__Exercises__
• a. From the appendix on pathogens and children's immune systems, output the passage starting with "The implications of" and going on through "diseases and allergies.".
• b. Rewrite the paragraph of the appendix on pathogens and children's immune systems that begins "The results of this project imply" in a shorter form that keeps its main facts.
• c. Resume the appendix on pathogens and children's immune systems from the point where it stops.

═════ Document segment ═════

Appendix: What Next?
The implications of this project are vital to human health and to finding the balance between an over and under saturation of pathogens in the environment of a child. In the future, children may even be injected with certain pathogens in order to make them sick, so that their immune systems are able to repress autoimmune diseases and allergies.
The results of this project imply that there is a need for change. Western society has eliminated the vast majority of pathogens from its environment, but the repercussions of this have only come to light recently. However, these repercussions are severe, and if they go unnoticed (as more and more countries in the world become developed and less unsanitary), the numbers of people with life threatening autoimmune diseases and asthma will increase. Consequently, the death rate from these diseases will also increase, particularly for areas that cannot afford to have everyone tested and treated for certain diseases.
It must be taken into account that no one wants to revert to living, once more, in unsanitary environments. This includes those people who recognize that overly sanitary environments may be hazardous to the health of children. However, this is not the intent of such research; doing so would simply destroy centuries worth of the work done by physicians in order to make our environments safer. The intent is simply to isolate the key components of pathogen-saturated environments that prime the immune system, so that these in turn can be replicated in a laboratory and administered to all children. This will give the same benefits as living in a pathogen-saturated environment, while eliminating the risk of death.

═════ Provided data ═════

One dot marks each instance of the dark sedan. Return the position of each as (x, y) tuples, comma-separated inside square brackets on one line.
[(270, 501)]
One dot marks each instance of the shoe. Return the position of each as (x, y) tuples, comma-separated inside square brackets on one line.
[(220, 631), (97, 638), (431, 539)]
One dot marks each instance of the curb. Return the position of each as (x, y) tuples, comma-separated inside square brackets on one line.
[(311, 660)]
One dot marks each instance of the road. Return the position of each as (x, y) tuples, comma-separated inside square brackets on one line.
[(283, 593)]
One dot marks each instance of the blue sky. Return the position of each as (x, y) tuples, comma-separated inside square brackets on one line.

═════
═════ Provided data ═════

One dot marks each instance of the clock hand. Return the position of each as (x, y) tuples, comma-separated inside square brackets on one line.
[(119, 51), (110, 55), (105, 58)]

═════

__Responses for each task__
• a.
The implications of this project are vital to human health and to finding the balance between an over and under saturation of pathogens in the environment of a child. In the future, children may even be injected with certain pathogens in order to make them sick, so that their immune systems are able to repress autoimmune diseases and allergies.

• b. The project's results point to a need for change. Western society has removed most pathogens from its environment, and the severe consequences of this have only recently become clear. If these consequences go unnoticed as more countries develop and become less unsanitary, the number of people with life-threatening autoimmune diseases and asthma will grow. Deaths from these diseases will grow as well, especially in areas that cannot afford to test and treat everyone.

• c.
The cause for this occurrence must quickly be isolated so that this vaccine of sorts can be used to prevent autoimmune diseases and allergies, and hence, to save the lives of many people. Future experiments that could be carried out in order to determine this exact cause would be invaluable, and a possible future spinoff for this project.
Other spinoffs of this project would investigate what could be done for people who have grown up in sterile environments, or those who have autoimmune diseases, in order to either prevent the autoimmune diseases, or to cure them. This is very likely tied to finding the cause of the high rate of autoimmune diseases in people who, as children, grew up in sterile environments, but no one is sure.
Another future spinoff would investigate the effect of passive vs. active immunity on the rate of autoimmune diseases and allergies.